YOUR ASSIGNMENT:
Across the records below, how many lines contain the string "metal"? Give the number by itself.

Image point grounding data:
**********
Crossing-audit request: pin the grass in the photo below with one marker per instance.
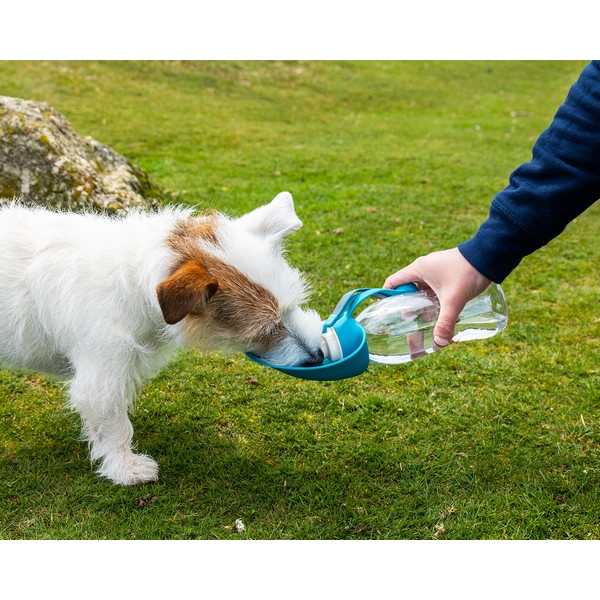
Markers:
(386, 161)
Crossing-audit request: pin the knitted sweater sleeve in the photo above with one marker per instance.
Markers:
(546, 194)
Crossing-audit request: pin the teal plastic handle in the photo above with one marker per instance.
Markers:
(348, 302)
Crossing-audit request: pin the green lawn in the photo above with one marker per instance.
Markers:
(386, 161)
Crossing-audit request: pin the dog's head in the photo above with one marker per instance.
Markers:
(233, 289)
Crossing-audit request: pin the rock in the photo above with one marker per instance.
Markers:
(45, 161)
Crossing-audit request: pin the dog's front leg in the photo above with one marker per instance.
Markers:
(101, 397)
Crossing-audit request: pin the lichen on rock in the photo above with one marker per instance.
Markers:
(45, 161)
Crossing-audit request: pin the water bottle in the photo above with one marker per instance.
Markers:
(400, 328)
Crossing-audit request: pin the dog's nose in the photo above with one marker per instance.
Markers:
(315, 360)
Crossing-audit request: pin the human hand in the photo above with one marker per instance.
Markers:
(453, 280)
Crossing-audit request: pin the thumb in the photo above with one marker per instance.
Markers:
(406, 275)
(443, 331)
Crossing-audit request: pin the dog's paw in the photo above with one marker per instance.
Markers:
(127, 468)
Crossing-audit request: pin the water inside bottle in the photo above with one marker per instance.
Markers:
(482, 317)
(399, 329)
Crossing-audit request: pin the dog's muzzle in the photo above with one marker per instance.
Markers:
(315, 360)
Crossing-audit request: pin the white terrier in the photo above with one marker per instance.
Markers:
(105, 302)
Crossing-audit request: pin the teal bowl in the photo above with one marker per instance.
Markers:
(353, 341)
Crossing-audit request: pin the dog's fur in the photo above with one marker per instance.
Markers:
(105, 302)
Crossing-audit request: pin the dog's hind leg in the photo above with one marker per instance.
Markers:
(101, 397)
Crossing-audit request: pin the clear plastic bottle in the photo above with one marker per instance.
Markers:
(400, 328)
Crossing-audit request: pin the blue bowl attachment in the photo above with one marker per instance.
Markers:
(344, 341)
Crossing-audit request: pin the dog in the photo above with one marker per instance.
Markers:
(104, 302)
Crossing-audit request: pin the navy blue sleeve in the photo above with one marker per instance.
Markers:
(546, 194)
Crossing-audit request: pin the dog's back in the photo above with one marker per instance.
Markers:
(69, 279)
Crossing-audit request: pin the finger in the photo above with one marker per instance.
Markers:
(406, 275)
(443, 332)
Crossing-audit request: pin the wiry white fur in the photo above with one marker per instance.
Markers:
(78, 299)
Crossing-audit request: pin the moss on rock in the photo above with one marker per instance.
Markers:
(45, 161)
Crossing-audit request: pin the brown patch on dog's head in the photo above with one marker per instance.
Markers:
(186, 290)
(242, 314)
(221, 306)
(188, 233)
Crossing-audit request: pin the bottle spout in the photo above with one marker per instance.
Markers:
(330, 345)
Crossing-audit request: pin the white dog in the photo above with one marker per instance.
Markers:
(105, 302)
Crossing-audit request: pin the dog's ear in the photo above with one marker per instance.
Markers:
(183, 291)
(274, 220)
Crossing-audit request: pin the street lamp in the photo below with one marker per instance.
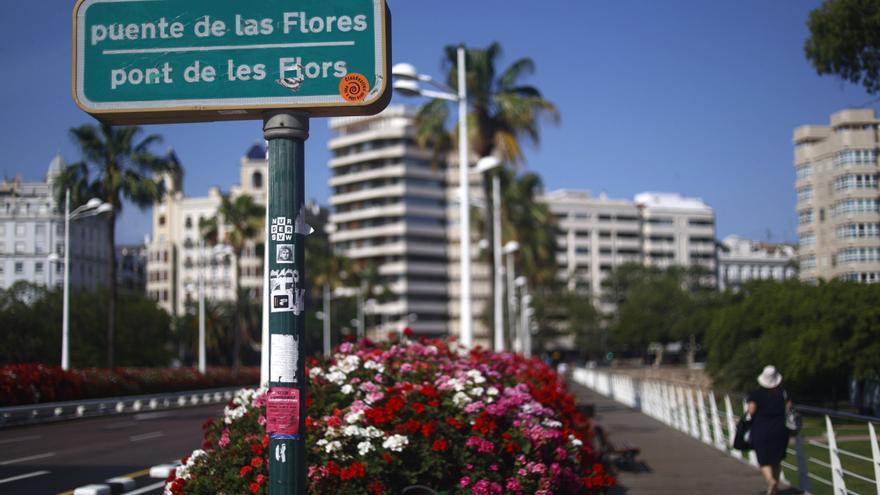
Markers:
(92, 207)
(509, 248)
(486, 165)
(407, 83)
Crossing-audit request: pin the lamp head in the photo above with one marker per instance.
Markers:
(407, 87)
(487, 163)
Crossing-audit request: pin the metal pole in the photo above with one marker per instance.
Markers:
(361, 315)
(496, 234)
(465, 329)
(264, 339)
(326, 319)
(511, 301)
(202, 357)
(65, 318)
(286, 132)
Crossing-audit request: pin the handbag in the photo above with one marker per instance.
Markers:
(742, 440)
(792, 420)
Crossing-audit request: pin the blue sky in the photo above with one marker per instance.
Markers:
(693, 97)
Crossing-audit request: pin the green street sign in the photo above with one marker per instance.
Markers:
(156, 61)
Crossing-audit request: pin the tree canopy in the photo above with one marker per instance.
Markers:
(845, 41)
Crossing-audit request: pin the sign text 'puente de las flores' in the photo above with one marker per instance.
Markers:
(150, 61)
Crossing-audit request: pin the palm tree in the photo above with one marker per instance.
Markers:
(503, 113)
(116, 165)
(240, 222)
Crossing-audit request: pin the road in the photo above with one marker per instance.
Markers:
(59, 457)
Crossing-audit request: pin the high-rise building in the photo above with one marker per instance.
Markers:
(838, 204)
(742, 260)
(32, 227)
(596, 234)
(389, 209)
(174, 257)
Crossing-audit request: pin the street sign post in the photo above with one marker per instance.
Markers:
(159, 61)
(282, 61)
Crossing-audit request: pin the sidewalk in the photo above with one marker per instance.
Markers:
(673, 462)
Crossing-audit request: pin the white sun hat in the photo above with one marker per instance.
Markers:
(770, 377)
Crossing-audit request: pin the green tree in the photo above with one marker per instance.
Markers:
(845, 41)
(239, 221)
(503, 113)
(117, 166)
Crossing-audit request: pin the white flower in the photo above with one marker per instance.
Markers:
(336, 377)
(460, 399)
(364, 447)
(395, 443)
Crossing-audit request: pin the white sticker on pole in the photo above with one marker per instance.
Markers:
(283, 358)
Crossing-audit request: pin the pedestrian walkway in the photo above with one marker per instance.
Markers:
(670, 461)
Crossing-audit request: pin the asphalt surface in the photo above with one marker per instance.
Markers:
(669, 462)
(59, 457)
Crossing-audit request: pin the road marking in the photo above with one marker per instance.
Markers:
(145, 489)
(28, 458)
(146, 436)
(23, 476)
(20, 439)
(157, 415)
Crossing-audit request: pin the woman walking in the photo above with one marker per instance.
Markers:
(767, 405)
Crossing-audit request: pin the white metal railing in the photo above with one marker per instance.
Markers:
(684, 409)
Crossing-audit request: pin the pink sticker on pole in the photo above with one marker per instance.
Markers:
(282, 411)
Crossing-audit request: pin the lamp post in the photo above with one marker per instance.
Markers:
(407, 83)
(484, 166)
(93, 207)
(509, 248)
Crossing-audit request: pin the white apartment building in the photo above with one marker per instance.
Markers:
(838, 197)
(32, 227)
(597, 234)
(742, 260)
(173, 254)
(389, 208)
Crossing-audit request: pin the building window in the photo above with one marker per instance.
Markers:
(805, 216)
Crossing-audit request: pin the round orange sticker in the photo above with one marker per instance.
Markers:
(354, 87)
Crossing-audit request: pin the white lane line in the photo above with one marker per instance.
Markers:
(23, 476)
(28, 458)
(156, 415)
(146, 436)
(20, 439)
(145, 489)
(184, 49)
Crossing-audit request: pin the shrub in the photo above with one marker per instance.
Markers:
(383, 417)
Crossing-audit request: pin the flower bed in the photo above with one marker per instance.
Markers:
(383, 417)
(22, 384)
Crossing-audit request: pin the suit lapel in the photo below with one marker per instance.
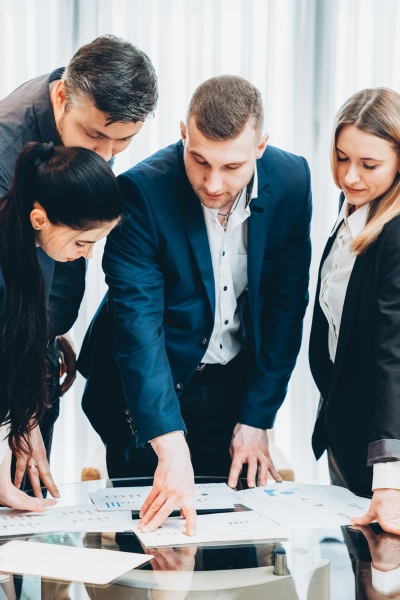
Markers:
(349, 309)
(198, 239)
(259, 225)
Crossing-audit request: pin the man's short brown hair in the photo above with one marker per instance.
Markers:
(221, 107)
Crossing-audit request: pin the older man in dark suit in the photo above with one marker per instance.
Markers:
(99, 102)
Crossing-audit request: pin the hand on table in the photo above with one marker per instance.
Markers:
(13, 497)
(384, 548)
(249, 446)
(35, 462)
(173, 485)
(68, 362)
(173, 559)
(384, 508)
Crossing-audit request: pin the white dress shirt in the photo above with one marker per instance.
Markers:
(229, 259)
(337, 268)
(335, 276)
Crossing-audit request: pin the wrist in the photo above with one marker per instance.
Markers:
(168, 443)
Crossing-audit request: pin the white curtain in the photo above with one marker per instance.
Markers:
(305, 56)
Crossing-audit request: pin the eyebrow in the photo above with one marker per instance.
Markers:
(96, 132)
(362, 158)
(202, 158)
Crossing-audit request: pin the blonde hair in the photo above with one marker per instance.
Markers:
(375, 111)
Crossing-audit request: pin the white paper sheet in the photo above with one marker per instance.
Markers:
(302, 506)
(207, 496)
(68, 518)
(223, 527)
(67, 563)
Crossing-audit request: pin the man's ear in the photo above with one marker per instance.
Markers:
(262, 145)
(183, 131)
(59, 96)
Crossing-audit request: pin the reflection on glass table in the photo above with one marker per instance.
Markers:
(318, 564)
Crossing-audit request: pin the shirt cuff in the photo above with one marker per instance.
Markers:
(386, 582)
(386, 475)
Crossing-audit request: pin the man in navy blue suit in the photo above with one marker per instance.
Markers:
(208, 279)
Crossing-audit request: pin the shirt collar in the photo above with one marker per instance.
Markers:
(240, 201)
(355, 221)
(44, 110)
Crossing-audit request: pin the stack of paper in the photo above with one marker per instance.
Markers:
(67, 563)
(232, 527)
(207, 496)
(302, 506)
(74, 518)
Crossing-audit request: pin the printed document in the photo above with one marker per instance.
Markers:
(245, 526)
(67, 518)
(207, 496)
(302, 506)
(67, 563)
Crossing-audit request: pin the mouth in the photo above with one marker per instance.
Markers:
(353, 190)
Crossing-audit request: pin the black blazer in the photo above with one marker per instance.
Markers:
(359, 412)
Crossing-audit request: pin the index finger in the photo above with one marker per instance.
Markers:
(236, 469)
(149, 501)
(189, 512)
(20, 469)
(159, 517)
(47, 479)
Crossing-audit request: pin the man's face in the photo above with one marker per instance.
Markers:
(85, 126)
(219, 170)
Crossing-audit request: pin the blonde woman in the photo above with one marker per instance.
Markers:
(355, 337)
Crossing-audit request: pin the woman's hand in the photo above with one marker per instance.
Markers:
(384, 508)
(35, 462)
(68, 362)
(13, 497)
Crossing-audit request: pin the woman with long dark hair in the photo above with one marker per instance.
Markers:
(355, 336)
(61, 202)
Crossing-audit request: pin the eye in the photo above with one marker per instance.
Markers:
(93, 137)
(201, 162)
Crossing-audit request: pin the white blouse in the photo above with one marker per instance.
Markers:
(335, 277)
(337, 268)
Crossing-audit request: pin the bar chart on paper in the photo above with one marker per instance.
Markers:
(303, 506)
(207, 496)
(226, 527)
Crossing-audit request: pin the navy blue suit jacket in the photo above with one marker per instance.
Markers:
(161, 290)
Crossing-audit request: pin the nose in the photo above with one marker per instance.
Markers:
(352, 176)
(105, 150)
(213, 183)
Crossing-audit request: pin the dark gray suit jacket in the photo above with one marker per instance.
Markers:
(26, 115)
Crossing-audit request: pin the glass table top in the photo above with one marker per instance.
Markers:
(322, 564)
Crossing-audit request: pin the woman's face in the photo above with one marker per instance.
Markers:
(63, 243)
(366, 165)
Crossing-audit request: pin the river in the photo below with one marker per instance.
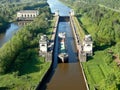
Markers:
(4, 37)
(64, 76)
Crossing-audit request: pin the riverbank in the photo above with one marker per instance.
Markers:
(24, 69)
(4, 26)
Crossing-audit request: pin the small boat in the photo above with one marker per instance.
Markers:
(62, 56)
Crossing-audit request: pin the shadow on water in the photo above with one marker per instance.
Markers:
(64, 26)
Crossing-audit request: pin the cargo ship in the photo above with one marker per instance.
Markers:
(62, 56)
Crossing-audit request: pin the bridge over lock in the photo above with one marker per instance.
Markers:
(64, 76)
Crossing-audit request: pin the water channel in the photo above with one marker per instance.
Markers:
(64, 76)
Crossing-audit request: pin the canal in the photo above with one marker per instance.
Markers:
(64, 76)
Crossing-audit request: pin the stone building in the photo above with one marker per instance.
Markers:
(27, 14)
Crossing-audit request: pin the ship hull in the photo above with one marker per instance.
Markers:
(62, 56)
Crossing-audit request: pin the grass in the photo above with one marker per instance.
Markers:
(33, 69)
(86, 23)
(96, 69)
(32, 73)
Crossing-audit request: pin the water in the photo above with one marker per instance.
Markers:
(64, 76)
(57, 5)
(4, 37)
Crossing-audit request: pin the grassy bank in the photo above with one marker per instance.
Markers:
(21, 67)
(29, 75)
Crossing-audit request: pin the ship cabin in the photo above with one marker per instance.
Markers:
(88, 45)
(27, 14)
(43, 44)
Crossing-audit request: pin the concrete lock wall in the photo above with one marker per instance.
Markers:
(53, 38)
(78, 46)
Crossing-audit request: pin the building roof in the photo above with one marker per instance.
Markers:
(28, 11)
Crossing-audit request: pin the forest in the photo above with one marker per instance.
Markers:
(20, 64)
(103, 23)
(8, 9)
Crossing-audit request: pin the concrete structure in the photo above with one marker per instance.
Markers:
(57, 13)
(88, 45)
(27, 14)
(72, 12)
(43, 44)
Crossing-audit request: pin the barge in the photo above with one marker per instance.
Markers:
(62, 56)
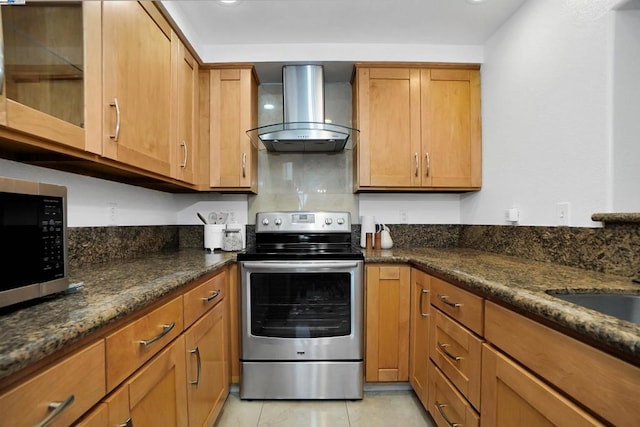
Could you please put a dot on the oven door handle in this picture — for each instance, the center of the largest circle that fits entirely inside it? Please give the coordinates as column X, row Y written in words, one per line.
column 277, row 265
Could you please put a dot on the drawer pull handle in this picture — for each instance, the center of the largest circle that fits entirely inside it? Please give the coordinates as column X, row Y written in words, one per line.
column 443, row 347
column 441, row 407
column 199, row 362
column 445, row 299
column 423, row 292
column 56, row 409
column 165, row 330
column 428, row 164
column 185, row 154
column 213, row 295
column 116, row 134
column 244, row 165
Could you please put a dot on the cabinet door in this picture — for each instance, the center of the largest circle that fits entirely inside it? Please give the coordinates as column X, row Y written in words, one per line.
column 156, row 394
column 451, row 130
column 184, row 104
column 387, row 323
column 49, row 69
column 233, row 110
column 72, row 386
column 511, row 396
column 388, row 116
column 419, row 339
column 132, row 345
column 207, row 366
column 137, row 85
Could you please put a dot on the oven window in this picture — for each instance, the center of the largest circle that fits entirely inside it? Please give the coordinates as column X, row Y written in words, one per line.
column 300, row 305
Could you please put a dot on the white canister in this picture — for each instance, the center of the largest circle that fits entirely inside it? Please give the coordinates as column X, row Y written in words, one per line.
column 367, row 225
column 232, row 239
column 213, row 236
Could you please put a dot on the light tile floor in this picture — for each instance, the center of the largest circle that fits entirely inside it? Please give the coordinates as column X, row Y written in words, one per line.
column 376, row 409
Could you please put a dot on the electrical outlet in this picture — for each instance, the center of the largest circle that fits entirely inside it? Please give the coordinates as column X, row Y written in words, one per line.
column 563, row 211
column 112, row 213
column 404, row 217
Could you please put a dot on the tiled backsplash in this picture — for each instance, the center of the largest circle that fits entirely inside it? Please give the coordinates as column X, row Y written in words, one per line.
column 613, row 249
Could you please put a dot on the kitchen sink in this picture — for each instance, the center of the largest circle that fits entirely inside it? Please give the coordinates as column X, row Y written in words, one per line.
column 622, row 306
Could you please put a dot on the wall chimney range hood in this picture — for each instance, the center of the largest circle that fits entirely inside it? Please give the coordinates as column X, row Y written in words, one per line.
column 303, row 128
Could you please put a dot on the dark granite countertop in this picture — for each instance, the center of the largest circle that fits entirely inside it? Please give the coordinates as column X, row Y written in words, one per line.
column 524, row 284
column 112, row 290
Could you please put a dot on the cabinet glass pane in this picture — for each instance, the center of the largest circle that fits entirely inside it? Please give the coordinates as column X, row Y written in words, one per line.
column 44, row 59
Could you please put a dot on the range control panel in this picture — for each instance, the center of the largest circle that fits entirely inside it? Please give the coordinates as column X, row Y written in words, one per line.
column 303, row 221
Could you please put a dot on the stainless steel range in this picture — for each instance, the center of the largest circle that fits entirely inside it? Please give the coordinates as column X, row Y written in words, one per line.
column 302, row 308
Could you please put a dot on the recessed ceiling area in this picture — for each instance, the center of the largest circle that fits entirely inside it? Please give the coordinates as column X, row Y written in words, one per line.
column 265, row 32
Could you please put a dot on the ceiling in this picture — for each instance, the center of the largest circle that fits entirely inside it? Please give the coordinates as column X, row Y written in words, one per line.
column 286, row 23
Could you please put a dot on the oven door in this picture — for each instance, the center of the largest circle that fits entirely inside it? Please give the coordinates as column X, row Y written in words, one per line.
column 302, row 310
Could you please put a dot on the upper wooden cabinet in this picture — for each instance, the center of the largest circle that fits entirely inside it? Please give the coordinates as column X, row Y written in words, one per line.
column 420, row 128
column 229, row 98
column 184, row 135
column 51, row 68
column 136, row 101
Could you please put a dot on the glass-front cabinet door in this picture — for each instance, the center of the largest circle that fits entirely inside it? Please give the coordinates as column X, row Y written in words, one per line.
column 44, row 64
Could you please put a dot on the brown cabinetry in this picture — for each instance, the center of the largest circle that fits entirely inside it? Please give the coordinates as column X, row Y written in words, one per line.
column 229, row 104
column 420, row 128
column 136, row 48
column 419, row 334
column 387, row 322
column 455, row 352
column 513, row 396
column 207, row 366
column 50, row 69
column 132, row 345
column 184, row 104
column 156, row 394
column 596, row 381
column 63, row 392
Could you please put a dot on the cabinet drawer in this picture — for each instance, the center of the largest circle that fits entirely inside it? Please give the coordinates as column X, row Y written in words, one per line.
column 446, row 405
column 606, row 385
column 80, row 377
column 129, row 347
column 458, row 353
column 461, row 305
column 204, row 297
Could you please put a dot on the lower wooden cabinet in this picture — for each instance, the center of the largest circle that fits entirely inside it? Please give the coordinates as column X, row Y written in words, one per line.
column 600, row 383
column 387, row 322
column 72, row 386
column 447, row 405
column 156, row 394
column 512, row 396
column 207, row 366
column 419, row 334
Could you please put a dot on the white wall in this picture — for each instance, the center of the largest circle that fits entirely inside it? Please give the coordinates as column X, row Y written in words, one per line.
column 96, row 203
column 550, row 82
column 626, row 111
column 546, row 110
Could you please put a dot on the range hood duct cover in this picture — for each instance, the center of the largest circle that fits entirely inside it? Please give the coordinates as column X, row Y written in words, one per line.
column 303, row 128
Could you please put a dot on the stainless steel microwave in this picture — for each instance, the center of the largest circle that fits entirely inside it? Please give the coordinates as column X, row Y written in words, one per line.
column 33, row 240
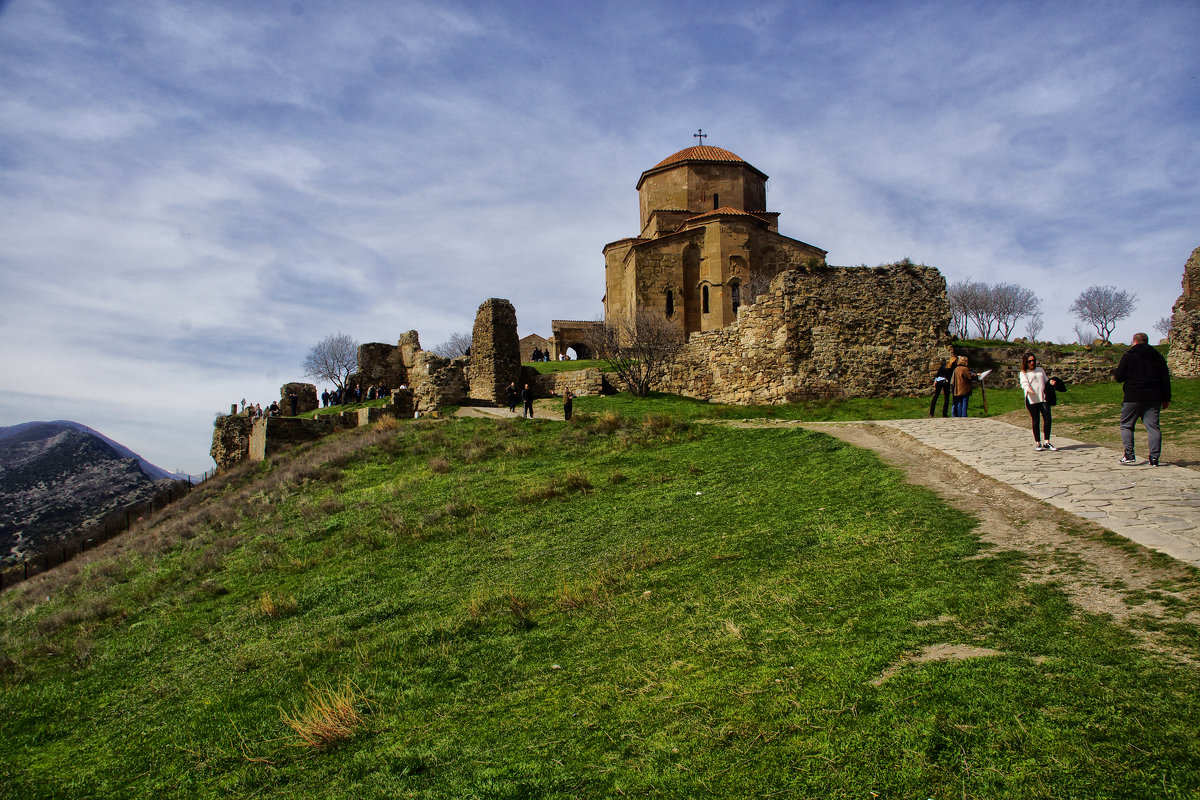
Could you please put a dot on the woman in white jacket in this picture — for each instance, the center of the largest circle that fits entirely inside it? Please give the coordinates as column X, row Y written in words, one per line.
column 1033, row 384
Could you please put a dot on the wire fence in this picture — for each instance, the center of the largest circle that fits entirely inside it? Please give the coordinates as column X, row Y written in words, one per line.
column 58, row 553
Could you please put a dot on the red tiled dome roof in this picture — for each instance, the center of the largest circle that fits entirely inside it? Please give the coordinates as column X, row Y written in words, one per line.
column 699, row 152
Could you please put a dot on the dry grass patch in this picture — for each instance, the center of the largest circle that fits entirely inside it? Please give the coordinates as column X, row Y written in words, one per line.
column 329, row 717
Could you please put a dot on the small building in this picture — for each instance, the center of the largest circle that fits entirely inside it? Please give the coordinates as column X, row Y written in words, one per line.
column 707, row 239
**********
OUTPUT OF THE TASK:
2